— Article —
— START —

# An error message for my 2.5yr old Laptop HDD-Do I need to worry??



## swiftshashi (Dec 9, 2013)

It all started with this


And the tests I ran to confirm-


However,it showed no damaged blocks-


What should I conclude from this?? Is there any need to worry?Should I take a backup and get the drive replaced by HP(my lappy has a 4 yr comprehensive warranty)??


----------



## whitestar_999 (Dec 9, 2013)

keep an eye on the raw values/data of reallocated sectors count & if it keep increasing then time to replace hdd.the unknown attribute is of no concern.


----------



## swiftshashi (Dec 9, 2013)

Thanks buddy


----------



## Phenomenal (Dec 9, 2013)

If you love your data and if it's worth more than the cost of the disk then back it up first then replace your current drive with a new one.
Keep the data backed up on an external disk.
Spend the money,it's definitely worth it for now.
My HDD was going to fail and I am glad I detected it before time.
Good luck


----------



## swiftshashi (Dec 10, 2013)

Phenomenal said:


> If you love your data and if it's worth more than the cost of the disk then back it up first then replace your current drive with a new one.
> Keep the data backed up on an external disk.
> *Spend the money,it's definitely worth it for now.*
> My HDD was going to fail and I am glad I detected it before time.
> Good luck



Thanks a lot,but I'll have it covered by HP within warranty ....But do you really think I need to call for a replacement??I've already taken a backup and am noticing the raw values,and they've been constant for quite some time.


----------



## whitestar_999 (Dec 10, 2013)

if backup is there then no need to worry as long as value stays same.also taking backup of your critical work in a separate media is always recommended irrespective of the health of hdd.


----------



## swiftshashi (Dec 10, 2013)

Thanks.


----------



## vgr (Dec 13, 2013)

My laptop smells like something is burning when I play games these days! I'm not sure if it's the plastic or any of the parts inside!

— END —

— Work to do —
(a) For each of the statements (i), (ii) and (iii), say whether it agrees with the hard drive thread above. Answer yes or no, and quote the deciding words from the thread.
(i) whitestar_999 says the unknown attribute is nothing to worry about.
(ii) swiftshashi's laptop carries a two-year warranty from HP.
(iii) swiftshashi reports that the raw values have kept rising.
(b) In the hard drive thread, whose raw values does whitestar_999 advise keeping an eye on?
(c) Transcribe the part of the hard drive thread between "## whitestar_999 (Dec 9, 2013)" and "of no concern.", inclusive.

(Object point labels)
— START —

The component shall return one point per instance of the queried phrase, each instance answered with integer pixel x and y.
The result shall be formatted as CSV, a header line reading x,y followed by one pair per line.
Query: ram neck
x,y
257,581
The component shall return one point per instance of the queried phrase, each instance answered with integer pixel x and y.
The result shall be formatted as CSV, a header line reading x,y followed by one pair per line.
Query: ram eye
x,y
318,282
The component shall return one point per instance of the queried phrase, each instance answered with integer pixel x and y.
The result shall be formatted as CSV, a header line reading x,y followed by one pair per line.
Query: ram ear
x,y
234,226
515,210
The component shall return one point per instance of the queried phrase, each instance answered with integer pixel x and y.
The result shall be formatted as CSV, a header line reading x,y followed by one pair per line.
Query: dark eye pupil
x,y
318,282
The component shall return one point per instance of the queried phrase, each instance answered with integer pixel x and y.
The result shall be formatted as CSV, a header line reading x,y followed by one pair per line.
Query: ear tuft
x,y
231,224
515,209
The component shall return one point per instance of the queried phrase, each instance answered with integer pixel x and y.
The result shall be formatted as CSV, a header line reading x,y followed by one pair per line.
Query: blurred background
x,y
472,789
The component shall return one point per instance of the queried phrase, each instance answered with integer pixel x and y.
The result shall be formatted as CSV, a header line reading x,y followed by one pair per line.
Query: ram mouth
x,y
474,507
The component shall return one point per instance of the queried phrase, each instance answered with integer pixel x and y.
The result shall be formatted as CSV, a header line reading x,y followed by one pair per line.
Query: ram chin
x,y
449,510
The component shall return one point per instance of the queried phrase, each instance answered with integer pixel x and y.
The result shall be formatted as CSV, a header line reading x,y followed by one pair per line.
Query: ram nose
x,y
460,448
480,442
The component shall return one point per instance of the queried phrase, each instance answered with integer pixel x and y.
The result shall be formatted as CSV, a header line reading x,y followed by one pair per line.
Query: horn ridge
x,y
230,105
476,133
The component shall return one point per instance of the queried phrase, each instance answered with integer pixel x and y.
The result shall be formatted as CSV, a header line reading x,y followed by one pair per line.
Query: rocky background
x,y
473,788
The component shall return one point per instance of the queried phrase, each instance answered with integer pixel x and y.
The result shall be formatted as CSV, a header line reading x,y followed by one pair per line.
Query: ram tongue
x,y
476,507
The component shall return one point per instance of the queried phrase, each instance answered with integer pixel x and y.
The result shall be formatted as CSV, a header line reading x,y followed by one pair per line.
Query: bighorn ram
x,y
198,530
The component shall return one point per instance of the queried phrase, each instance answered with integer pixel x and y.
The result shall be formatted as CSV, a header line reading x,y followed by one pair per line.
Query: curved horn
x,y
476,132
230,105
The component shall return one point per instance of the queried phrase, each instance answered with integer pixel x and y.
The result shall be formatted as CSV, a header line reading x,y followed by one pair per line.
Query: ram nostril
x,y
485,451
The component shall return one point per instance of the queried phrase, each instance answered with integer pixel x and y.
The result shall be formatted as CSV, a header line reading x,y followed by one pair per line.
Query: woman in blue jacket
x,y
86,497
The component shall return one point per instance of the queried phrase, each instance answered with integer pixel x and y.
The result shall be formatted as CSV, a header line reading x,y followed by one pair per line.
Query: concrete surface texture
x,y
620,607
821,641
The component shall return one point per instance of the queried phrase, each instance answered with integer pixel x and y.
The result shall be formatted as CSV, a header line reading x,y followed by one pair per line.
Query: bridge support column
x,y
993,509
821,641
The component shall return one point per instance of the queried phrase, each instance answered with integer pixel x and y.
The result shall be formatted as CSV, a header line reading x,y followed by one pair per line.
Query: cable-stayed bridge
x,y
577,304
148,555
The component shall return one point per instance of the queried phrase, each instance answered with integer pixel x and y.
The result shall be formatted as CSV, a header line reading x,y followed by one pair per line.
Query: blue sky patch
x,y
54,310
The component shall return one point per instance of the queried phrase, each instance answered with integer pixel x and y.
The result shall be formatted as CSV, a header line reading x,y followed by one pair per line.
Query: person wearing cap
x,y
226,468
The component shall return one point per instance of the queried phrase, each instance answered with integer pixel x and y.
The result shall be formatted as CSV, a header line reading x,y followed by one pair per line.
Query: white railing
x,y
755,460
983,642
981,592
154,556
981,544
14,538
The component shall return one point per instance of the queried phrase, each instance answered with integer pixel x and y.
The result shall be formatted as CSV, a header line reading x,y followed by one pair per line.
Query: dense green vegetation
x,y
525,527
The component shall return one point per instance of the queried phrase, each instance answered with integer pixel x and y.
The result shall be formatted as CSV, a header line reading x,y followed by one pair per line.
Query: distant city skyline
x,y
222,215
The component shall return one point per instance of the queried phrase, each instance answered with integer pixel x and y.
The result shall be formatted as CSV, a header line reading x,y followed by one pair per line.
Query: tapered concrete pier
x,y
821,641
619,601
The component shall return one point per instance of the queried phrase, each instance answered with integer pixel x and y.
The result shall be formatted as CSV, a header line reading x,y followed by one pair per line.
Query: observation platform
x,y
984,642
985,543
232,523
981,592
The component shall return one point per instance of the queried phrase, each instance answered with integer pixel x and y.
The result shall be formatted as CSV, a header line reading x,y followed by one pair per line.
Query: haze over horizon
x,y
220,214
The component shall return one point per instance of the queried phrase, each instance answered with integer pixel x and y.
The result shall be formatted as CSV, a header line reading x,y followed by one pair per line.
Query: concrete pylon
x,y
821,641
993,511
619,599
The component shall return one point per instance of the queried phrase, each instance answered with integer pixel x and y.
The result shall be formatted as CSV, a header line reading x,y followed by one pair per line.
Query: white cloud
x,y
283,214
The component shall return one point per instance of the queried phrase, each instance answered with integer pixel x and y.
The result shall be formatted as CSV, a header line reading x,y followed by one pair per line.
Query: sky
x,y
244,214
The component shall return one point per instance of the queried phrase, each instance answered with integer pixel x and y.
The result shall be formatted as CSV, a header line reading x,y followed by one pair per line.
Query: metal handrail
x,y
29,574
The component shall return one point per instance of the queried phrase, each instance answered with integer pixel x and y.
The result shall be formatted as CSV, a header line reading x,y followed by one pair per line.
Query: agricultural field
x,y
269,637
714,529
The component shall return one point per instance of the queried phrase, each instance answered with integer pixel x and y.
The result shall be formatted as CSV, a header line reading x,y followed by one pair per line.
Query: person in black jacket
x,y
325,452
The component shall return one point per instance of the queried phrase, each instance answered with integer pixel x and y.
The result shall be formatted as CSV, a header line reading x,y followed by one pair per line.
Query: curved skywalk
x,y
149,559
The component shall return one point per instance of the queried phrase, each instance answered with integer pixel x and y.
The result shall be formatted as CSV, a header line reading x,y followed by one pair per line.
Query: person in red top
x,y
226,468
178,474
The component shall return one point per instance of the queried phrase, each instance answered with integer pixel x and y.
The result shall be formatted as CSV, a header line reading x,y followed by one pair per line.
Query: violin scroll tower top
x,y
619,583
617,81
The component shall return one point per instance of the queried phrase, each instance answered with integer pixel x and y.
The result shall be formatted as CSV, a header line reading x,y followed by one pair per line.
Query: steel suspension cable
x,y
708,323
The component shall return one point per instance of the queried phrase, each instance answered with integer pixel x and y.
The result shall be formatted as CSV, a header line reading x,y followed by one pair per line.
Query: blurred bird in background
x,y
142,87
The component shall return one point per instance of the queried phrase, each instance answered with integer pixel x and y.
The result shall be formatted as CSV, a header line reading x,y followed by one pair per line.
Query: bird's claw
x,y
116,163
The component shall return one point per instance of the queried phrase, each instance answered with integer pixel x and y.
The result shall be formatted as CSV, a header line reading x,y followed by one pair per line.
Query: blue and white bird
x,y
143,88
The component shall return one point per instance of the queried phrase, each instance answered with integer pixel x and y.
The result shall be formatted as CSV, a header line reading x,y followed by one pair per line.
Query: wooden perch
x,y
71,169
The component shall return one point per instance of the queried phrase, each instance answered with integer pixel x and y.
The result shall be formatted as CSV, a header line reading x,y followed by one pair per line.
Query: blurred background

— END —

— Task responses —
(a)
(i) Yes: "the unknown attribute is of no concern."
(ii) No: "my lappy has a 4 yr comprehensive warranty"
(iii) No: "they've been constant for quite some time."

(b) The raw values of the reallocated sectors count.

(c)
## whitestar_999 (Dec 9, 2013)

keep an eye on the raw values/data of reallocated sectors count & if it keep increasing then time to replace hdd.the unknown attribute is of no concern.